## DIRECTION:
Reproduce exactly the lines from the one containing "Objective - one point per instance of the dry" through the last line of the data, both ends included.
:: EXERCISE INPUT
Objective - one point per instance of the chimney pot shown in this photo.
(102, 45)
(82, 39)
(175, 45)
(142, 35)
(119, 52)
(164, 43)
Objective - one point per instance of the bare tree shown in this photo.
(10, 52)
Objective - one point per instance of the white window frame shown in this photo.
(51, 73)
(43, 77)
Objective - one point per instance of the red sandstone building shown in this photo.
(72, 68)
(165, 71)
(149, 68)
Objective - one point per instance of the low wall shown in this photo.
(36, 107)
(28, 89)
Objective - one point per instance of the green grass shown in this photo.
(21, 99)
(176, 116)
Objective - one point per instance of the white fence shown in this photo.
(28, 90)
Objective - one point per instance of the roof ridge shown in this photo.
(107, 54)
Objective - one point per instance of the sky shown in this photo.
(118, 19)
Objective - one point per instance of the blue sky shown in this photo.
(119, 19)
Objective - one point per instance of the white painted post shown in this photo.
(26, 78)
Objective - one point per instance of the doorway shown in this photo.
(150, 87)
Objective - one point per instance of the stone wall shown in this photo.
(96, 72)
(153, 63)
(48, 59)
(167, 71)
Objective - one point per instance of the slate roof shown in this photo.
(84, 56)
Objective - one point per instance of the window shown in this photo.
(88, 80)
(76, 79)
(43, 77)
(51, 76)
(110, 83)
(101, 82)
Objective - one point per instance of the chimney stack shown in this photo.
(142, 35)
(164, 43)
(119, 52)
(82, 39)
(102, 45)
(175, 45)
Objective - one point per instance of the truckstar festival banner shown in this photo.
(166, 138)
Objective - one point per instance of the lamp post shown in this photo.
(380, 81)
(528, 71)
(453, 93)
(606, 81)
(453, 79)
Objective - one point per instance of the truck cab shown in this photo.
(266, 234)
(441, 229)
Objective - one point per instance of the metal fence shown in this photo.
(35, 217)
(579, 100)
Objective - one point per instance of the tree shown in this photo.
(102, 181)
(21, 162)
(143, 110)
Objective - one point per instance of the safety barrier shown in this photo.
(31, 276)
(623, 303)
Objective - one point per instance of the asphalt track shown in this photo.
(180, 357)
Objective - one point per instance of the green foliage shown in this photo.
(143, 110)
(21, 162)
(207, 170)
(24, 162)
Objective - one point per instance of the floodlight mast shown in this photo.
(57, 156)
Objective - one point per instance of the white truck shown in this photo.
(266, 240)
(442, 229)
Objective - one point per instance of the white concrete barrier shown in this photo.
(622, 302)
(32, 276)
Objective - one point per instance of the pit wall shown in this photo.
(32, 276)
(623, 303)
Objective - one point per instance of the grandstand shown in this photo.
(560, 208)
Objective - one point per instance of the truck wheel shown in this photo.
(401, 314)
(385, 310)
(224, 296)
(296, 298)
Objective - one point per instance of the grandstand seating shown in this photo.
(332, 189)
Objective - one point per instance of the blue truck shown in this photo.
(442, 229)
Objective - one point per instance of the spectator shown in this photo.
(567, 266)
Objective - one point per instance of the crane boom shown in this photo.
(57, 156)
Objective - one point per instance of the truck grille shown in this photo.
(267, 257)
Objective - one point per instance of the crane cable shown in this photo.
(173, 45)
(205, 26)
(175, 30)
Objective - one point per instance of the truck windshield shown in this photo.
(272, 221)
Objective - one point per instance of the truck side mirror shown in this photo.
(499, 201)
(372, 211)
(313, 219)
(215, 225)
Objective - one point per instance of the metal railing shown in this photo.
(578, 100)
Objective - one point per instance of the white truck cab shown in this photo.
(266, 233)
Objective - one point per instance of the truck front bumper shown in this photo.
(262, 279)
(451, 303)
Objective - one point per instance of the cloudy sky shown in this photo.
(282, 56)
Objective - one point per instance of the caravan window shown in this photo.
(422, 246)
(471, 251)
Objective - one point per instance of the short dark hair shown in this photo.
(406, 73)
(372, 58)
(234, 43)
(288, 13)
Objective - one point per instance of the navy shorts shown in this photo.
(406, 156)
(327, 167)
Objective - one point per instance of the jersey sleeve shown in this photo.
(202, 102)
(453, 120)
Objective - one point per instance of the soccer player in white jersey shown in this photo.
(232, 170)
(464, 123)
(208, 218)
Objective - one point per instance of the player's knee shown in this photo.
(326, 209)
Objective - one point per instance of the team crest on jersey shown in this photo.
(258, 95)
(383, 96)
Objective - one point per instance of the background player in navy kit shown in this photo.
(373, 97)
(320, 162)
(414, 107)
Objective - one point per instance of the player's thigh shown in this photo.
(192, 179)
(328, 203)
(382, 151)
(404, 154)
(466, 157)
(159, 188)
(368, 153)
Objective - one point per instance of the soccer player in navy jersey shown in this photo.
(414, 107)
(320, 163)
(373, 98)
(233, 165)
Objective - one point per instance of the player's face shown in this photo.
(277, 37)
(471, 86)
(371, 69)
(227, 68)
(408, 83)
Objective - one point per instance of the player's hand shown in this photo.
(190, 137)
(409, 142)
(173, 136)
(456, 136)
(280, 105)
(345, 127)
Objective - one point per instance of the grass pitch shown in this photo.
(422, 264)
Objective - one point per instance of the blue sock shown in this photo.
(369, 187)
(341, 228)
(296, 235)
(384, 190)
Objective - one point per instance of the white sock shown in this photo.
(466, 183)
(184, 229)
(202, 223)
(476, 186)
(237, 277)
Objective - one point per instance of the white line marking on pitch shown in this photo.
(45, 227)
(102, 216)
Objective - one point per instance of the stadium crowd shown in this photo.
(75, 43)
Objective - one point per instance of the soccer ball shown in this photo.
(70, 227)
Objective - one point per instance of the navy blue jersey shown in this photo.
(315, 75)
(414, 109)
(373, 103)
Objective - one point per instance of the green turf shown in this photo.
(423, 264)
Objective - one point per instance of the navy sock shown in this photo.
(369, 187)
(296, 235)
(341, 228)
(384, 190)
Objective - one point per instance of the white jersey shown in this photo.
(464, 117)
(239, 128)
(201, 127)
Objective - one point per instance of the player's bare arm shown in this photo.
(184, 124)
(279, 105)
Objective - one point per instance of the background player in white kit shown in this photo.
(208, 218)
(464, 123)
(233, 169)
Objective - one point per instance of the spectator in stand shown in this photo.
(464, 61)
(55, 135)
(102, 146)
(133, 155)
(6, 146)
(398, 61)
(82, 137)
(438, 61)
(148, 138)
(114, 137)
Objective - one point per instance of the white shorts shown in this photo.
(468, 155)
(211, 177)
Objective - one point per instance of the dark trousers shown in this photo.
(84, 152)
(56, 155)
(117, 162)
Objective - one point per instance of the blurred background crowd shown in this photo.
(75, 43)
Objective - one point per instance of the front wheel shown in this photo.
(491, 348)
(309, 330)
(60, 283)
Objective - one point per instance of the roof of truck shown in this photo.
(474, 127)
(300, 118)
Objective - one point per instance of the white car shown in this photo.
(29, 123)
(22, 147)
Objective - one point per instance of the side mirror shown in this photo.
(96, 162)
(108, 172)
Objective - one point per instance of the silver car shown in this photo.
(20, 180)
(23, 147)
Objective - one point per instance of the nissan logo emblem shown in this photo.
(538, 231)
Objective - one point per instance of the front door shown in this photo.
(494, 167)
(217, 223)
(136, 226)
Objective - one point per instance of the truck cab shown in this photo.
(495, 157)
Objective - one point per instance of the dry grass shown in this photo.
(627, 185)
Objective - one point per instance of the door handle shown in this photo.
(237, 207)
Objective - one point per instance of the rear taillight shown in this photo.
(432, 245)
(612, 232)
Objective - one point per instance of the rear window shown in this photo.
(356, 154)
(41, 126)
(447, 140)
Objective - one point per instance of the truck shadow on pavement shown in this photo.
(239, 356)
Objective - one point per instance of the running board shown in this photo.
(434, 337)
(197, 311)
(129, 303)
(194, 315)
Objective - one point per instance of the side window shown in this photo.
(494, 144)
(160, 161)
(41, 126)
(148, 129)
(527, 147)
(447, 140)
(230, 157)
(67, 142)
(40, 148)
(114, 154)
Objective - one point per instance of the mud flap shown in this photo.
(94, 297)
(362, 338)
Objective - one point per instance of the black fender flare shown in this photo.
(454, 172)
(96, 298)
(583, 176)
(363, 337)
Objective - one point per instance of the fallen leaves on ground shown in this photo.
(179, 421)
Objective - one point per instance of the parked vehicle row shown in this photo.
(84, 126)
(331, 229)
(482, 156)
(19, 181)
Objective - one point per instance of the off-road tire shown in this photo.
::::
## RESPONSE TO THIS TASK:
Objective - one point per instance of the dry grass shown in this photo.
(627, 185)
Objective - one point per instance of the door handle shown in this photo.
(237, 207)
Objective - one point per instance of the rear taillight shown in this photo.
(432, 245)
(612, 232)
Objective - one point per instance of the rear window shown in this photo.
(356, 154)
(41, 126)
(447, 140)
Objective - one point per instance of the truck shadow on pavement shown in this photo.
(239, 356)
Objective - one point per instance of the running board shown in this photo.
(434, 337)
(197, 311)
(129, 303)
(194, 315)
Objective - one point per instance of the side window shown in this photo.
(494, 144)
(160, 161)
(41, 126)
(148, 129)
(527, 147)
(447, 140)
(230, 157)
(67, 142)
(40, 148)
(114, 154)
Objective - one point per instance of the mud flap shown in this photo.
(94, 297)
(362, 338)
Objective - one point per instance of the black fender flare shown in this photo.
(454, 172)
(96, 298)
(583, 176)
(363, 337)
Objective - one point per instance of the fallen leaves on ground shown in this photo.
(179, 421)
Objective - one point per instance of the parked vehicle row shown in this photo.
(84, 126)
(331, 229)
(482, 156)
(19, 181)
Objective - one point per instance of the off-road tire shown in this photo.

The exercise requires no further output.